(Work to complete): Reproduce, line for line, the part of the data that opens with the line containing "Annotate the image above for the object class red maple" and closes with the line containing "[281,326,308,364]", both lines included. Leave the pictures out.

(Entries provided):
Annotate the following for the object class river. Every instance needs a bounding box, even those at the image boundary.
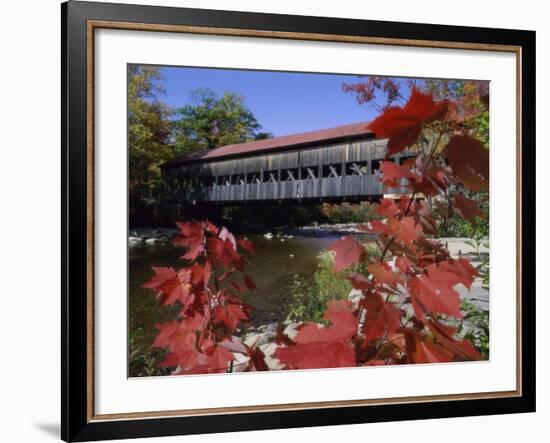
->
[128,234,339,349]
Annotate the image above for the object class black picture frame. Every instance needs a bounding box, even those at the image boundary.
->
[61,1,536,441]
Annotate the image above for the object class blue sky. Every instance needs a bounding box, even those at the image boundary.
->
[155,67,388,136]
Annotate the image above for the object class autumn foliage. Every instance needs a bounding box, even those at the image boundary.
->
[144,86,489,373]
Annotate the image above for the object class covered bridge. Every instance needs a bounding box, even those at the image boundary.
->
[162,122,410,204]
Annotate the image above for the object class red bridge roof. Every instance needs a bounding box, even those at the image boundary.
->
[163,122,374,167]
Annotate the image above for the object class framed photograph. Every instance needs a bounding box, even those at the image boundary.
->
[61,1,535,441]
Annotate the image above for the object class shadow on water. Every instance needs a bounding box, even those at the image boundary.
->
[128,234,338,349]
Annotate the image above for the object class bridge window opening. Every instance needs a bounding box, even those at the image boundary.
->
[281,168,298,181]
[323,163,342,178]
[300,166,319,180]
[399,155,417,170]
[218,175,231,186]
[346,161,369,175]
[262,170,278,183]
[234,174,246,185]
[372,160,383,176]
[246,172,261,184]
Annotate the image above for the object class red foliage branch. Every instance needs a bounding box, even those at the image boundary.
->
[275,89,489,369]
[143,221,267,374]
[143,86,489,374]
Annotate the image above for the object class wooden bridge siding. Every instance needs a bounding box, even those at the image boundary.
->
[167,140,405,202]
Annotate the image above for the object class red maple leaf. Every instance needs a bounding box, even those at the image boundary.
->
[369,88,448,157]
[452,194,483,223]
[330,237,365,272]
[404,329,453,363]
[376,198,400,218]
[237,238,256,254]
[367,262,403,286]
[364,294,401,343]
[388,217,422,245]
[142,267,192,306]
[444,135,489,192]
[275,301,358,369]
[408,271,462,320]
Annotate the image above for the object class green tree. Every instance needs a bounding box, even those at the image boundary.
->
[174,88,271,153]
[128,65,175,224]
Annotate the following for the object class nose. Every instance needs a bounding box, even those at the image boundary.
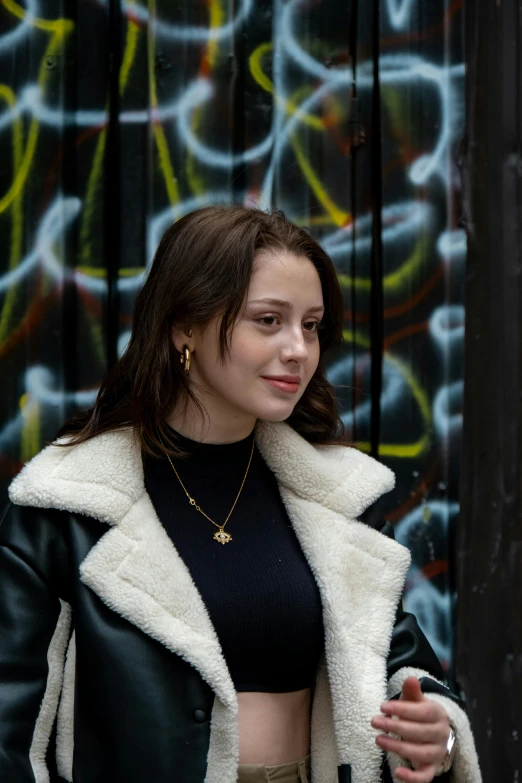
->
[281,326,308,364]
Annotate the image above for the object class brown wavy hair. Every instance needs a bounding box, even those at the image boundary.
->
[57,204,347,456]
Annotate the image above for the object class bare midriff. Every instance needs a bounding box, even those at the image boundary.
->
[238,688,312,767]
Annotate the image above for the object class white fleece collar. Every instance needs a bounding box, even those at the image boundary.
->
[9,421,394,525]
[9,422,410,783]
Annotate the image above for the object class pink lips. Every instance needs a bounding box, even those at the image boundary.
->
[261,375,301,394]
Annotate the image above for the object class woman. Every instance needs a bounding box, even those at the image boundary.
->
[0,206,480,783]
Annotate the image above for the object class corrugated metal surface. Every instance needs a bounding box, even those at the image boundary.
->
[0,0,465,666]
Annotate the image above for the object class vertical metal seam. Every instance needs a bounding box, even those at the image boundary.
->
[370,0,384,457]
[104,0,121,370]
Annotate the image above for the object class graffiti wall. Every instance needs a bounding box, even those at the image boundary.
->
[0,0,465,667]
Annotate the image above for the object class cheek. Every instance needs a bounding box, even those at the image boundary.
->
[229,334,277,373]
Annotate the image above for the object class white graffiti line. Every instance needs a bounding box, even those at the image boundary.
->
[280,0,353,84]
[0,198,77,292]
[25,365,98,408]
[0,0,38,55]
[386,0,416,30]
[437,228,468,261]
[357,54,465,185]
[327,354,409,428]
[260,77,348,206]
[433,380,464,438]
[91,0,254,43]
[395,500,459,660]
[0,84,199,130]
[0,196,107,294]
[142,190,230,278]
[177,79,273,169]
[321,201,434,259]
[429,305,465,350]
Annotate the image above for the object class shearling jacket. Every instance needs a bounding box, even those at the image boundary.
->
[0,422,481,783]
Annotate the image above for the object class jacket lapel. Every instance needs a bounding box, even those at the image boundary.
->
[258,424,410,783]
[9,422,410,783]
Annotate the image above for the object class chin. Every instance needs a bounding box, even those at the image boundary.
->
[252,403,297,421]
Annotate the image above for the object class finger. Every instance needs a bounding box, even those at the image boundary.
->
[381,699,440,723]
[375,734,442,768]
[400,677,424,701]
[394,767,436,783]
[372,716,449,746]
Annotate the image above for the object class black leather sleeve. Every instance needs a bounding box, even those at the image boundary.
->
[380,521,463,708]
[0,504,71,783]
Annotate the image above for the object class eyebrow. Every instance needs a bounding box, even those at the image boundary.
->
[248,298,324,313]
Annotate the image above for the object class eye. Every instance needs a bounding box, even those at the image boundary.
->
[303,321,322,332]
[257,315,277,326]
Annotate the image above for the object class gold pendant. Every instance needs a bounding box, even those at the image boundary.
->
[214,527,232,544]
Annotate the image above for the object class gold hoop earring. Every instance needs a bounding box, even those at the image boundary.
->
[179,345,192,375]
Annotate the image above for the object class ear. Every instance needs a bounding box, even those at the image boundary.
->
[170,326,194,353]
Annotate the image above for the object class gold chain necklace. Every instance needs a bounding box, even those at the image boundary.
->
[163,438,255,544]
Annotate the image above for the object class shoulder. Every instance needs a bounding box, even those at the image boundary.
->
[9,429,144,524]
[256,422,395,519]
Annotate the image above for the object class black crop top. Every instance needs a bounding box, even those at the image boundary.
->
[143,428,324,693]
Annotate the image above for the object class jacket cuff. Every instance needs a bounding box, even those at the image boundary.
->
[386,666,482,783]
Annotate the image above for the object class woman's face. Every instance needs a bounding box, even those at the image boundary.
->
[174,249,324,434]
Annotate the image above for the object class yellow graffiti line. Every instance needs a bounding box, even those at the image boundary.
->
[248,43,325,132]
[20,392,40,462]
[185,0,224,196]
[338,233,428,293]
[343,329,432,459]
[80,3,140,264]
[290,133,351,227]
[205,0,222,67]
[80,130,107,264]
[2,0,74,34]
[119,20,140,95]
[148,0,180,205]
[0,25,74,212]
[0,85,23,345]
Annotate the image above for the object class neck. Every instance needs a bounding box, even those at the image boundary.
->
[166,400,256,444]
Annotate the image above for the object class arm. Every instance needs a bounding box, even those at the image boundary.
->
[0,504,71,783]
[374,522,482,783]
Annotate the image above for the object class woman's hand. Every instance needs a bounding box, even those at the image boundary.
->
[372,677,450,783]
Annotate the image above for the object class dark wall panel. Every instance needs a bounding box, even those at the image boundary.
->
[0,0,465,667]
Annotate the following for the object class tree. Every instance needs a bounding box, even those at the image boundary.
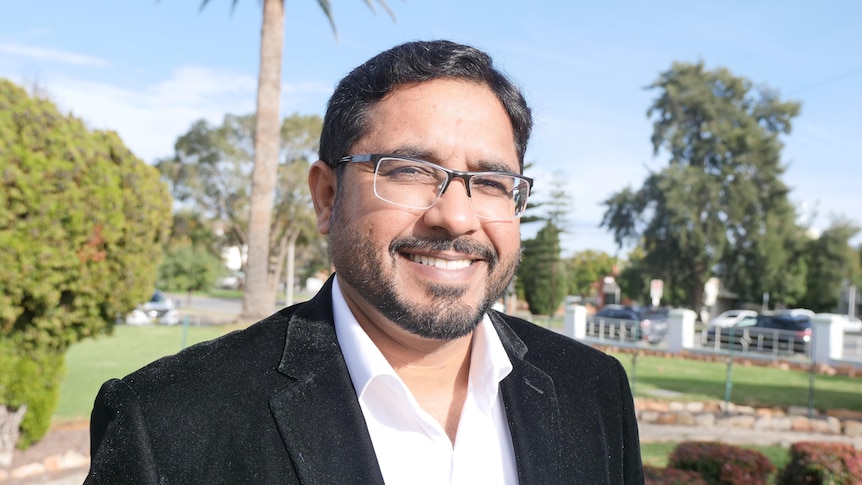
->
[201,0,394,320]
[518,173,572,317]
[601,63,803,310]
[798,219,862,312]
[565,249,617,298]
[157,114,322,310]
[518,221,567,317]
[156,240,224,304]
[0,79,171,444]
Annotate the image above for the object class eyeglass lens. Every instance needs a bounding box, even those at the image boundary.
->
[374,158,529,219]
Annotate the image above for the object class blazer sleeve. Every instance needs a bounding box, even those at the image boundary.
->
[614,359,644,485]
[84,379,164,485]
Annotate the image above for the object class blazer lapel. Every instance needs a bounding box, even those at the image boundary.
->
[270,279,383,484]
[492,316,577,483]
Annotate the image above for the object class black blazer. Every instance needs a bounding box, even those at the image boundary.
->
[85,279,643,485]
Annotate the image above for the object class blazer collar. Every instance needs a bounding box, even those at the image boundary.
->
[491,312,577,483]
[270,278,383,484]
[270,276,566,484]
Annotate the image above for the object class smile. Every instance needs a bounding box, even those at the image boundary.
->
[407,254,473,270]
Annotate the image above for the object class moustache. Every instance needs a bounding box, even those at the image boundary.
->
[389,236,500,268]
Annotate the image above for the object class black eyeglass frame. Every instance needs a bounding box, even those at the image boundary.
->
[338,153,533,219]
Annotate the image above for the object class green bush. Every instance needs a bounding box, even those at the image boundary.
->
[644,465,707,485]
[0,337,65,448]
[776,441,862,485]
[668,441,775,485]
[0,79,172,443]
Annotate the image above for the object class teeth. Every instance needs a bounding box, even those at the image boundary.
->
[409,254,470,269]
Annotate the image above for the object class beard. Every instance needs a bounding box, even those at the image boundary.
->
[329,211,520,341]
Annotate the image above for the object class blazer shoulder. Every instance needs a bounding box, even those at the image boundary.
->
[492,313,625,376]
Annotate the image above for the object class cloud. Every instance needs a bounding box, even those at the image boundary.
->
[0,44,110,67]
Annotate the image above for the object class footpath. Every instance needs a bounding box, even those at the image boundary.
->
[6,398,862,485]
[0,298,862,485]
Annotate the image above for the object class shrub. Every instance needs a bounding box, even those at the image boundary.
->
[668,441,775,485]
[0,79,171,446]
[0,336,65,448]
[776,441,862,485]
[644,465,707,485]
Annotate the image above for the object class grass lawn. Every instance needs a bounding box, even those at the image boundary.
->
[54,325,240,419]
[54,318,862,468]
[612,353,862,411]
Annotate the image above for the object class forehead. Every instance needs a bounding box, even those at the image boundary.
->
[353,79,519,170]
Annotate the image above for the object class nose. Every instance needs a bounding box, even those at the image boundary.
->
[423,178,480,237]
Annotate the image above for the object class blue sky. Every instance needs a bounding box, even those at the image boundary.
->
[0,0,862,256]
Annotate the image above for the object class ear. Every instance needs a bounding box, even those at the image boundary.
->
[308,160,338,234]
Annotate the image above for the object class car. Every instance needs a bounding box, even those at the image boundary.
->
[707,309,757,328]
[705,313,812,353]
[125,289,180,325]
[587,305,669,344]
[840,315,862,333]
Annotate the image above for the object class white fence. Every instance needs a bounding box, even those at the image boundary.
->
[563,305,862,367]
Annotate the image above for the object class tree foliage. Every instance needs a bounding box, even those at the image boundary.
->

(Exercise output):
Annotate the image above for the object class red maple leaf. Every instance needs a bounding box, even those at the image boundary.
->
[369,88,448,157]
[452,194,483,223]
[330,237,365,272]
[404,329,453,363]
[376,198,400,218]
[237,238,256,254]
[367,262,403,286]
[364,294,401,343]
[388,217,422,245]
[142,267,192,306]
[444,135,489,192]
[275,301,358,369]
[408,271,462,320]
Annotate the image above for the object class green tree. Every instance needs a bounding box, even those at the image boundary.
->
[174,88,271,153]
[128,65,175,224]
Annotate the following for the object class nose. Every instance needs a bounding box, even those at the image boundary.
->
[281,326,308,364]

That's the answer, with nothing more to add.